• **Exercise details**
Pick out and copy each line of the data below that contains the string "clamp". Case counts.

-- start Dataset excerpts --

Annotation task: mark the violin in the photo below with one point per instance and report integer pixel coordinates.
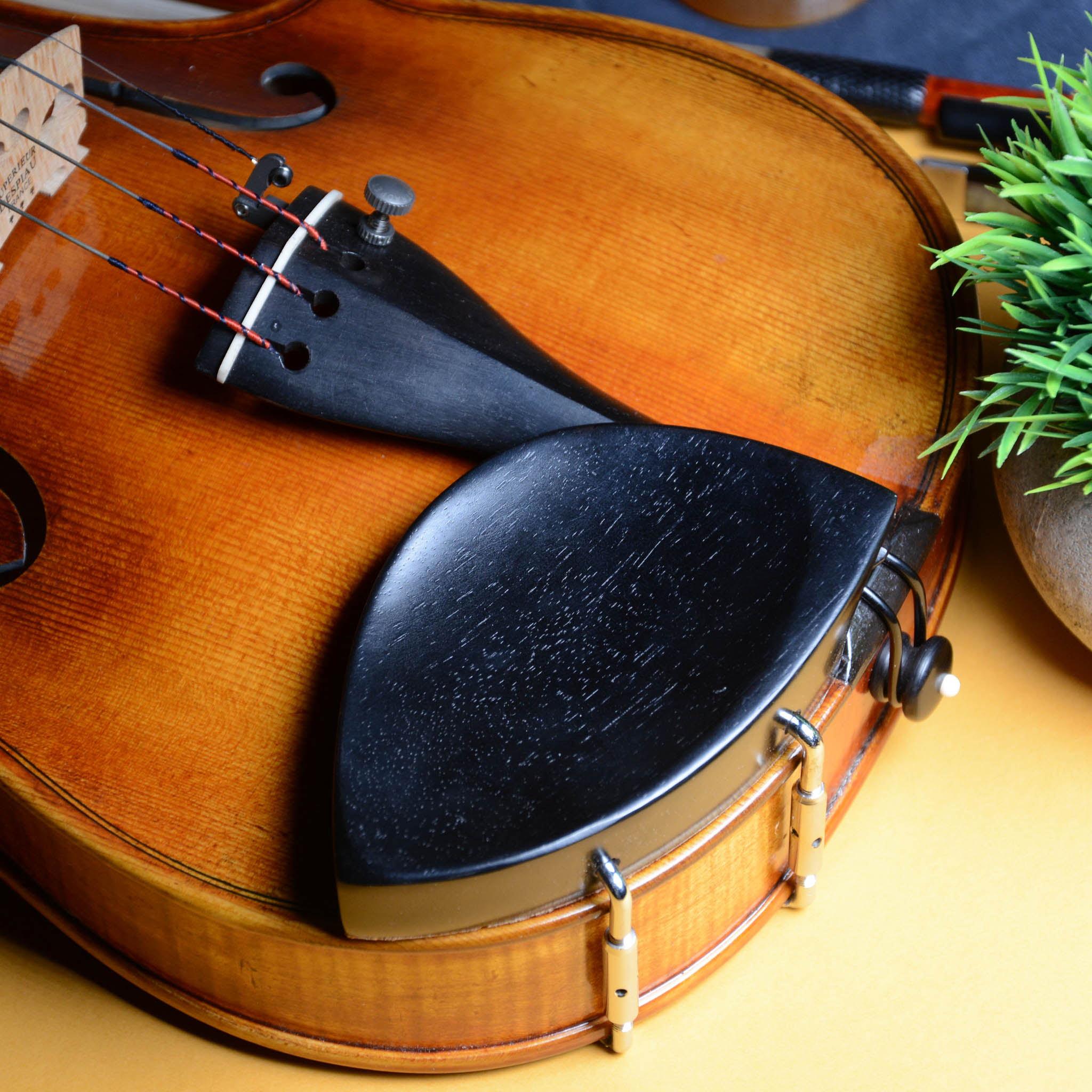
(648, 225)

-- end Dataset excerpts --
-- start Dataset excerpts --

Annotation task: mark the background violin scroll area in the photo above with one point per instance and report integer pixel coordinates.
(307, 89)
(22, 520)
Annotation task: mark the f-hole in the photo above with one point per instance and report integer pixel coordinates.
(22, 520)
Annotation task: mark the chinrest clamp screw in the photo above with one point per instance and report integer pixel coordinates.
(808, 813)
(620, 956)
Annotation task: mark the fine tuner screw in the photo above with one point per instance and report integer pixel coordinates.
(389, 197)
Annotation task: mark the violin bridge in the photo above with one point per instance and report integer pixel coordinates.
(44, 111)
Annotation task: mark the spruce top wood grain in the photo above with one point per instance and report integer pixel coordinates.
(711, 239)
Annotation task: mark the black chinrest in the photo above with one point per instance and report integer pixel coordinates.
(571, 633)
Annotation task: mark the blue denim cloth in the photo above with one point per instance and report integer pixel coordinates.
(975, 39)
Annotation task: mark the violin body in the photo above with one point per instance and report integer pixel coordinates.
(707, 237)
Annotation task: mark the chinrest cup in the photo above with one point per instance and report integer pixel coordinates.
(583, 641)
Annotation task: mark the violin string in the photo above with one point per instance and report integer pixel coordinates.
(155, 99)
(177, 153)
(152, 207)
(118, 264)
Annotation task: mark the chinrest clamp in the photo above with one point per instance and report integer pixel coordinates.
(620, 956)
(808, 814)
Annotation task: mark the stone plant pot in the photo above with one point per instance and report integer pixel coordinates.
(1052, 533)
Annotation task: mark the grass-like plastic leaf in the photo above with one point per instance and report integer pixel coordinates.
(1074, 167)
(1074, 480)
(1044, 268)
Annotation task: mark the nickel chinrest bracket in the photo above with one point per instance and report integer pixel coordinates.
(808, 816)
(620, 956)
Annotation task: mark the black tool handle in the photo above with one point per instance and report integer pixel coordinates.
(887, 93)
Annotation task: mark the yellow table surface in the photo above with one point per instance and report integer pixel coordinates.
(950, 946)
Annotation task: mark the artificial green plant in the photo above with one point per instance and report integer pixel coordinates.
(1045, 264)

-- end Dataset excerpts --

• **Result**
Annotation task: mark the chinrest clamp screw in the photo above with one point per instance and report integer pixel coordinates.
Annotation task: mark the chinrest clamp in the photo above with one point per instance and report integer pixel coordinates.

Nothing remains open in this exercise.